Given problem 1 - In the Punnagai Mannan soundtrack text, who wrote the songs?

BEGIN Selected text

Soundtrack album by Ilaiyaraaja
- Released: 1986
- Genre: Feature film soundtrack
- Length: 36:45
- Language: Tamil
- Label: Echo
- Producer: Ilaiyaraaja

= Punnagai Mannan (soundtrack) =

Punnagai Mannan is the soundtrack to the 1986 film of the same name directed by K. Balachander, starring Kamal Haasan and Revathi. The film's soundtrack consists of nine tracks composed by Ilaiyaraaja and written by Vairamuthu. It was notably one of the earliest Tamil films to use music systems and sequencers for recording the music.

END Selected text

Given problem 2 - Rewrite the records from their start through the line containing "POLYGON ((309 291, 309", putting "lifted hand" wherever "raised hand" appears and leaving everything else as it is.

BEGIN Raw data

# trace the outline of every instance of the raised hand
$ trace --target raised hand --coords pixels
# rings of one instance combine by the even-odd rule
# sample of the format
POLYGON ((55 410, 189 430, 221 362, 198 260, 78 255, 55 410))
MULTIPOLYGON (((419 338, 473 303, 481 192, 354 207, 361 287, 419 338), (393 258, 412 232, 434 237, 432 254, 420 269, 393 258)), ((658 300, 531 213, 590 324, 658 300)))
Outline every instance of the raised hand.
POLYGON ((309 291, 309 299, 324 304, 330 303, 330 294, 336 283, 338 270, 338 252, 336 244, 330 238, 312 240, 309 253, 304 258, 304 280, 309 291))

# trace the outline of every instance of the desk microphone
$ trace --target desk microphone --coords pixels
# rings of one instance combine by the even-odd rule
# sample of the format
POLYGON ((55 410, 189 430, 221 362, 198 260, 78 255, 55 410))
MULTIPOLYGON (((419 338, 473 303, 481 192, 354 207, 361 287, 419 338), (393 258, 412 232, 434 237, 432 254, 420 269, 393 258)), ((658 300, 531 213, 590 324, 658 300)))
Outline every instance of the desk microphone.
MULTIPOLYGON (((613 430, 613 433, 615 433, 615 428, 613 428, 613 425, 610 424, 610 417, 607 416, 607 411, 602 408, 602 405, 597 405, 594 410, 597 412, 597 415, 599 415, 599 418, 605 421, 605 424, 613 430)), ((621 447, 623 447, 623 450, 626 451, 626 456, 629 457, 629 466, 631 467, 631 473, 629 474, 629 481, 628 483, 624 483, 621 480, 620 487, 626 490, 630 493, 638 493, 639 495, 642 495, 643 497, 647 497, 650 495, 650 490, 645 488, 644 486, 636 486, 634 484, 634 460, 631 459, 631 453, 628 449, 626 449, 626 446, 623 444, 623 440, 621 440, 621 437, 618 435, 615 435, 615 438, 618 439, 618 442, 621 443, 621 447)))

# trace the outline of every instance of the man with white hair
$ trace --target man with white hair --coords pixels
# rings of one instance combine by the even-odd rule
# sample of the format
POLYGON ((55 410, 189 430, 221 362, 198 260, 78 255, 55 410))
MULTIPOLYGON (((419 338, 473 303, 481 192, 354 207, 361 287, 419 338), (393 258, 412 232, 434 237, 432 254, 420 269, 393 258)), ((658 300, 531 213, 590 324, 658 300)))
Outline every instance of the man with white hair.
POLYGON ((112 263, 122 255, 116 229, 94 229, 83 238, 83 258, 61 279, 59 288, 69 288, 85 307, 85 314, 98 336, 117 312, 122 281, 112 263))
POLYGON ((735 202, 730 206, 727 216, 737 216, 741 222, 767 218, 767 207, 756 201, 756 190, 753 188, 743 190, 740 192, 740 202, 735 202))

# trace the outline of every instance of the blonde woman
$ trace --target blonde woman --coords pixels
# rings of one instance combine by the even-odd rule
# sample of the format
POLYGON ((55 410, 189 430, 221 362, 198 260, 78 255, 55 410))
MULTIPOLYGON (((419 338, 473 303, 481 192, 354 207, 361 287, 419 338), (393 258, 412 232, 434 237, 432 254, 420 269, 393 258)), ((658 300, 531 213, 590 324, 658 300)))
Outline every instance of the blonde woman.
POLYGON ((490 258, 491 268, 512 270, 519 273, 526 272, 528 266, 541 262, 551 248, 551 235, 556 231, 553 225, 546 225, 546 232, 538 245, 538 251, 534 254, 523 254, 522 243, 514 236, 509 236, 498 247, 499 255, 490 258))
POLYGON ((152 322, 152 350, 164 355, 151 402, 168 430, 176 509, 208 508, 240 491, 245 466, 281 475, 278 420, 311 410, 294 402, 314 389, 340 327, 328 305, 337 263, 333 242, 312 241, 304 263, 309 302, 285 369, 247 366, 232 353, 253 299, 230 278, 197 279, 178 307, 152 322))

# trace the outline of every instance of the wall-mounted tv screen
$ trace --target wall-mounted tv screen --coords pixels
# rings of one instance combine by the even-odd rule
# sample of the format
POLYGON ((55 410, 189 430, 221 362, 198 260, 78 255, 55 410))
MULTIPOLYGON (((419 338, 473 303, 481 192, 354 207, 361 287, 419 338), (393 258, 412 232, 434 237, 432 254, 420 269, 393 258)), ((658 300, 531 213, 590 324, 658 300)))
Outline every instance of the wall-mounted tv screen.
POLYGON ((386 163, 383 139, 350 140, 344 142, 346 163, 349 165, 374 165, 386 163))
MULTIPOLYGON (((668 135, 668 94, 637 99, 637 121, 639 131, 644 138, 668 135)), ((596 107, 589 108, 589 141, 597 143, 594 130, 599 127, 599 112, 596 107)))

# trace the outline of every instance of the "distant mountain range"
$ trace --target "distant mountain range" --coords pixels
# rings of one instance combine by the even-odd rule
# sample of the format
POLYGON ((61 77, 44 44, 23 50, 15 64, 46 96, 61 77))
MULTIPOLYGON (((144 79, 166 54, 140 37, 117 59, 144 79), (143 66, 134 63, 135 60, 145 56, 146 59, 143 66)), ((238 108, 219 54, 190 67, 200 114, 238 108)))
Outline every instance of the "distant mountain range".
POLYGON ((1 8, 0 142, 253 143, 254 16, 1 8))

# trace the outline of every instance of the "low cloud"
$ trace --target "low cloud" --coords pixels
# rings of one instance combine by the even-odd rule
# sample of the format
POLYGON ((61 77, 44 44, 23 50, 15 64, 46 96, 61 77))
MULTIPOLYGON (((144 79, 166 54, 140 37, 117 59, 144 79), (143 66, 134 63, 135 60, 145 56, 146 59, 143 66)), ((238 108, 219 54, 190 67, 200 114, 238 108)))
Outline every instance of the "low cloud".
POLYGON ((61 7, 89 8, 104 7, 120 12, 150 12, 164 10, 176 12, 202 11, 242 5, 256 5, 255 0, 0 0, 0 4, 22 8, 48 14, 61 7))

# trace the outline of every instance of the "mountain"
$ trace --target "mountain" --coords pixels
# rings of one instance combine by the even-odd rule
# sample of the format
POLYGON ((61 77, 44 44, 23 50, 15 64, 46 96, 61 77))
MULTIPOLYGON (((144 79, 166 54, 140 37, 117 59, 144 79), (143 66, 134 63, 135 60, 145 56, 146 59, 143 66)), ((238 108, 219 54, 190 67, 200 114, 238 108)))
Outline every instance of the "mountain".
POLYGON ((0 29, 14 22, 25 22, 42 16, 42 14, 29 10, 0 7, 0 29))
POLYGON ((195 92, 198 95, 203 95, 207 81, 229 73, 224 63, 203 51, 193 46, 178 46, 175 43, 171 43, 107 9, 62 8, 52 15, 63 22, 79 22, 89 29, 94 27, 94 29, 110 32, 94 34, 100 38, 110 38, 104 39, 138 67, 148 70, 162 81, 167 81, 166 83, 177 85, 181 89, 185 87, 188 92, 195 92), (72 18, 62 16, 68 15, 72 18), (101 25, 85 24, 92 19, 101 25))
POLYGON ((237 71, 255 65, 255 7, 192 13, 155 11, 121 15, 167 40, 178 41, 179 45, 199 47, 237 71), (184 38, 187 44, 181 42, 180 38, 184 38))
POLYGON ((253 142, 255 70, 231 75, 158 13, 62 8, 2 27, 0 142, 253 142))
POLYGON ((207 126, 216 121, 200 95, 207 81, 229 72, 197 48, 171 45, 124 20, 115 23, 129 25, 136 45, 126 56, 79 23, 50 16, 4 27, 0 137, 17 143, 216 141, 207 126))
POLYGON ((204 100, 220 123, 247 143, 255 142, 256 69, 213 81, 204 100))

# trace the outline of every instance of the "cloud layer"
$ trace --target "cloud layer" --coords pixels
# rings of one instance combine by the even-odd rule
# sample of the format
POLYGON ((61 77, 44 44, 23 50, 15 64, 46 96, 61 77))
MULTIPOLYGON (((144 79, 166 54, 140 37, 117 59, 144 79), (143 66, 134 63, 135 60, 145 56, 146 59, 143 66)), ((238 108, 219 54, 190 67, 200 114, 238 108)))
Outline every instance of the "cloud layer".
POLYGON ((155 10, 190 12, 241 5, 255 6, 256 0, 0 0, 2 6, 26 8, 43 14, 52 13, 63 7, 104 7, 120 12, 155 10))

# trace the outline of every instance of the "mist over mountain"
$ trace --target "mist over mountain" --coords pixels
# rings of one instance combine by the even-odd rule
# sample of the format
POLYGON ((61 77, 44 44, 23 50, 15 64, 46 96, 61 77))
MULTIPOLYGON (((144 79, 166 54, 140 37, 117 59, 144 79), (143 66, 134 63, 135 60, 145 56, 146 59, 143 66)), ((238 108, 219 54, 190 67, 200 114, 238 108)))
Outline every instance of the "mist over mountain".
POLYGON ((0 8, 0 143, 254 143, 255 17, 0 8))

END Raw data

Written response 1 - Vairamuthu

Written response 2 -
# trace the outline of every instance of the lifted hand
$ trace --target lifted hand --coords pixels
# rings of one instance combine by the even-odd rule
# sample of the format
POLYGON ((55 410, 189 430, 221 362, 198 260, 78 255, 55 410))
MULTIPOLYGON (((419 338, 473 303, 481 192, 354 207, 361 287, 419 338), (393 258, 412 232, 434 237, 432 254, 420 269, 393 258)), ((658 300, 531 213, 590 324, 658 300)))
Outline every instance of the lifted hand.
POLYGON ((309 291, 309 299, 324 304, 330 303, 330 294, 336 283, 338 270, 338 252, 336 244, 330 238, 312 240, 309 253, 304 258, 304 280, 309 291))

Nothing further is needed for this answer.